::: Bloc de texte

Nous voici à l’automne de 1941. Tous les verrous ne sont pas verrouillés, et la nouvelle du retour a franchi l’estuaire au phare de Cordouan, longé l’Espagne enfermée déjà dans son garrot, et s’est posée avec les mouettes sur un quai à Rabat, où le téléphone arabe l’apportera à la femme errante. Il ne reste à Verbehaud qu’à faire le chemin inverse, revenir, ce qui est un peu plus qu’une formalité en ces temps agités, contempler encore le phare de Cordouan signal des retours heureux et des départs à tout jamais ; de son côté, Concordance franchira la ligne entre zono et nono en baissant la tête pour ne pas trop être vu sans son ausweis.

Il faudra quelques mois pour y parvenir, aux retrouvailles. Trouvailles, devrais-je écrire, car jamais le bonheur de se tomber dans les bras ne les avaient encore saisi, qui se regardaient en biais sans rien oser. Verbe haut était au moins aussi coincée que Concordance des temps. Ce qui n’aide rien, en ces années d’urgence.

3. Un été 42.

Ce fut à la fin de l’été 42 que tout fut accompli. La mairie jadis tenue par le sieur de Montaigne entendit l’engagement à la face du monde qui n’entendait plus rien dans le bruit des bombes, et l’orgue de Saint-André la bien nommée vint résonner ce bonheur improbable, et on n’avait encore rien vu.

Ils allèrent cacher leurs découvertes dans une ferme du Poitou, le coq n’y aimait pas la pendule qui se chargeait de leur rappeler qu’ils n’avaient que trois semaines, deux semaines, une semaine, bip c’est fini, chacun chez soi maintenant. Un petit mois pas plus avait dit le grand méchant temps qui passe.

Concordance devait rentrer à la capitale, le travail n’y manquait pas et un bon poste dans l’administration permettait de rendre bien des services plus occultes, et Verbehaud devait faire l’année scolaire à Rabat, nouvelle affectation avec l’HP proche, avant une mutation à Paris. Guerre ou pas guerre, la routine. Je ne raconte pas la séparation, je n’ai pas assez de mouchoirs.

Il remonte à Paris, la ligne, les trains, les arrêts, jamais on n’arrivera, mais si, reprise du poste de combat, derrière le lourd bureau de chêne et les piles de dossiers, maquis plus impénétrable que buissons et taillis du Vercors.

Elle est partie à Marseille pour un long voyage, les côtes Espagnoles n’étaient plus sûres et les sous-marins même pas jaunes aimaient faire des cartons sur les bateaux civils, alors Rabat via Marseille, Oran, Oujda, Fez, Rabat.

Cette fois, Verbehaud à son tour fait dans la concordance des temps, et l’Histoire rattrappe mon histoire. Elle arrive à Rabat, fraîche mais moulue, le 7 novembre 1942. Les voici qu’aussitôt ils débarquent, comme l’ayant attendue, les américains, le 8 novembre. Vérifiez vos anti-sèches : débarquement américain à Rabat le 8 novembre 1942, fermeture immédiate des relations entre métropole et colonies, occupation de nono, et tout ce qui s’ensuit de silence. Elle n’avait pas encore défait sa valise. Il n’y aura plus rien de l’un à l’autre, ni d’elle à lui ni de lui à elle. Deux années de silence de mort.

::::::

Consigne de travail A — D'après le récit, pourquoi Verbehaud gagne-t-elle Rabat en passant par Marseille, Oran, Oujda et Fez ?
Consigne de travail B — Recopiez dans le récit tout ce qui va de « Nous voici à » jusqu'à « sans son ausweis. ».

::: Données affichées

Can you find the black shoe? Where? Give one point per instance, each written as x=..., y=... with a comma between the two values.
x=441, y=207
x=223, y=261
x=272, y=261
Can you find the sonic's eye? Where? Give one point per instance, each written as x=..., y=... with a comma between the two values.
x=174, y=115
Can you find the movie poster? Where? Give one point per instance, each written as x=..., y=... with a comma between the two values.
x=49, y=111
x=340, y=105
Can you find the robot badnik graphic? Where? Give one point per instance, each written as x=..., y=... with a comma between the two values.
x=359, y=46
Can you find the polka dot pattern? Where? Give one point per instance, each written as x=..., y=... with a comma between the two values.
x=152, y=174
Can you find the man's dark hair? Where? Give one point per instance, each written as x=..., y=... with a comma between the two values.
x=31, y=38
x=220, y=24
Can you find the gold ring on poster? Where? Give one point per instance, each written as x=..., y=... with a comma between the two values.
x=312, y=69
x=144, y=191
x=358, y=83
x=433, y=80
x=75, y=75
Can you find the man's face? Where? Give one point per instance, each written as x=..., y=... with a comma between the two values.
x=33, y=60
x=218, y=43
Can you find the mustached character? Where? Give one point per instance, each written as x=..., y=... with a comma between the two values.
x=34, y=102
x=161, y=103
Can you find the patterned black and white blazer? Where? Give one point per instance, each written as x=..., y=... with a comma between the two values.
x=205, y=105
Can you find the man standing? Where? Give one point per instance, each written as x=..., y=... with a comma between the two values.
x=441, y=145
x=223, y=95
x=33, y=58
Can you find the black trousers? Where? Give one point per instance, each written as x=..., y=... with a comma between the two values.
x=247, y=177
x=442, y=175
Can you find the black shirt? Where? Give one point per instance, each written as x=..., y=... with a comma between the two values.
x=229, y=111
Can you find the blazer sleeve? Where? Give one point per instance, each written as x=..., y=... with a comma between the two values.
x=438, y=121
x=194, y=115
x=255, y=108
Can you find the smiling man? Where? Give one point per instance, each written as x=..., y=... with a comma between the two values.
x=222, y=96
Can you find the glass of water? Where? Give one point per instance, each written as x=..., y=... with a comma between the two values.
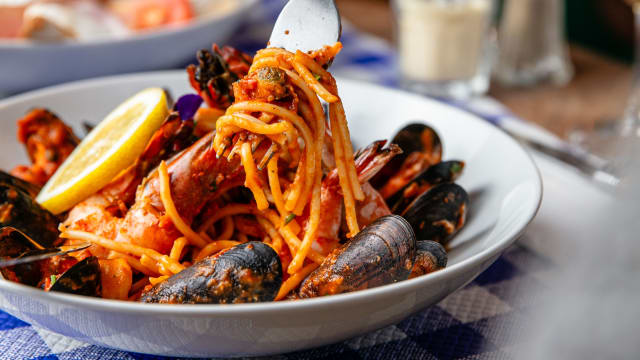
x=444, y=46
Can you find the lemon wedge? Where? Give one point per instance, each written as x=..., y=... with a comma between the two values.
x=110, y=147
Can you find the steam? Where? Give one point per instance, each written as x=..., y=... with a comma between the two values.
x=592, y=310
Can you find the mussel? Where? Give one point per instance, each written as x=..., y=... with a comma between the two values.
x=82, y=278
x=14, y=244
x=421, y=148
x=382, y=253
x=249, y=272
x=430, y=257
x=439, y=213
x=440, y=173
x=19, y=210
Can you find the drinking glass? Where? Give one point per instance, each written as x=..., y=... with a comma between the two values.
x=444, y=46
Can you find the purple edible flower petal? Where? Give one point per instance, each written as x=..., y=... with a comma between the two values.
x=187, y=105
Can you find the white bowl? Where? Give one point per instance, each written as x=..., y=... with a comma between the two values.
x=25, y=65
x=503, y=182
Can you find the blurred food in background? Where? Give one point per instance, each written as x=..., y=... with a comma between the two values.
x=61, y=20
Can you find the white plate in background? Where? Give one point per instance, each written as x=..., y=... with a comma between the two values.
x=29, y=65
x=503, y=181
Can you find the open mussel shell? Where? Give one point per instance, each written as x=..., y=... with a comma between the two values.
x=82, y=278
x=439, y=213
x=440, y=173
x=19, y=210
x=249, y=272
x=14, y=244
x=430, y=256
x=415, y=137
x=382, y=253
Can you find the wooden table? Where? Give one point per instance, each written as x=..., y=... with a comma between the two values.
x=596, y=95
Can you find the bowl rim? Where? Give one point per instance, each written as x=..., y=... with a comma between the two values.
x=167, y=30
x=126, y=307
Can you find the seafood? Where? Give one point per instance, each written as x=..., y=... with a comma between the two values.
x=248, y=272
x=440, y=173
x=430, y=256
x=12, y=245
x=382, y=253
x=48, y=142
x=82, y=278
x=368, y=162
x=248, y=193
x=217, y=70
x=421, y=147
x=19, y=210
x=439, y=213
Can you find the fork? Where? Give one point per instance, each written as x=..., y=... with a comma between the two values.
x=306, y=25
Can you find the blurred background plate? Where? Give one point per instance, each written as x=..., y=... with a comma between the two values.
x=25, y=65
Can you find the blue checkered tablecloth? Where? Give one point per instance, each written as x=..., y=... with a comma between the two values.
x=484, y=320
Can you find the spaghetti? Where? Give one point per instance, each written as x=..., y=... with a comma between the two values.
x=307, y=82
x=277, y=131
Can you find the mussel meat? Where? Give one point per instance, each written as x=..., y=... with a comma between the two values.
x=249, y=272
x=430, y=257
x=82, y=278
x=421, y=148
x=440, y=173
x=439, y=213
x=382, y=253
x=19, y=210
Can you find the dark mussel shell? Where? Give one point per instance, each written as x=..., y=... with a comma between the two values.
x=430, y=257
x=9, y=180
x=19, y=210
x=82, y=278
x=382, y=253
x=13, y=244
x=415, y=137
x=440, y=173
x=249, y=272
x=439, y=213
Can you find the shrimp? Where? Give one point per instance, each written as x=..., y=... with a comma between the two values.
x=103, y=212
x=368, y=162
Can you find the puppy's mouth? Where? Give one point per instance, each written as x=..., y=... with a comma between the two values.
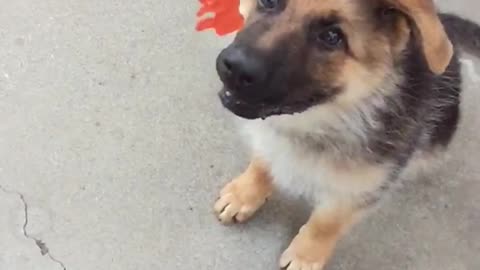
x=263, y=109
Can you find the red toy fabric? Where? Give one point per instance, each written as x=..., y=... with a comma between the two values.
x=226, y=16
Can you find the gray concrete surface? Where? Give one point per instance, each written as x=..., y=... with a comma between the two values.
x=113, y=147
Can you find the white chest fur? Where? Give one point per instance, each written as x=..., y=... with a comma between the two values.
x=301, y=170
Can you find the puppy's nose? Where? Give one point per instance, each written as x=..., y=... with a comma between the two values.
x=241, y=70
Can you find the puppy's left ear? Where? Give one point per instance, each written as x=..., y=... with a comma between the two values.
x=437, y=48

::::::

Résultat A — Elle prend cet itinéraire parce que les côtes espagnoles n'étaient plus sûres. Les sous-marins prenaient aussi pour cible les bateaux civils.

Résultat B —
Nous voici à l’automne de 1941. Tous les verrous ne sont pas verrouillés, et la nouvelle du retour a franchi l’estuaire au phare de Cordouan, longé l’Espagne enfermée déjà dans son garrot, et s’est posée avec les mouettes sur un quai à Rabat, où le téléphone arabe l’apportera à la femme errante. Il ne reste à Verbehaud qu’à faire le chemin inverse, revenir, ce qui est un peu plus qu’une formalité en ces temps agités, contempler encore le phare de Cordouan signal des retours heureux et des départs à tout jamais ; de son côté, Concordance franchira la ligne entre zono et nono en baissant la tête pour ne pas trop être vu sans son ausweis.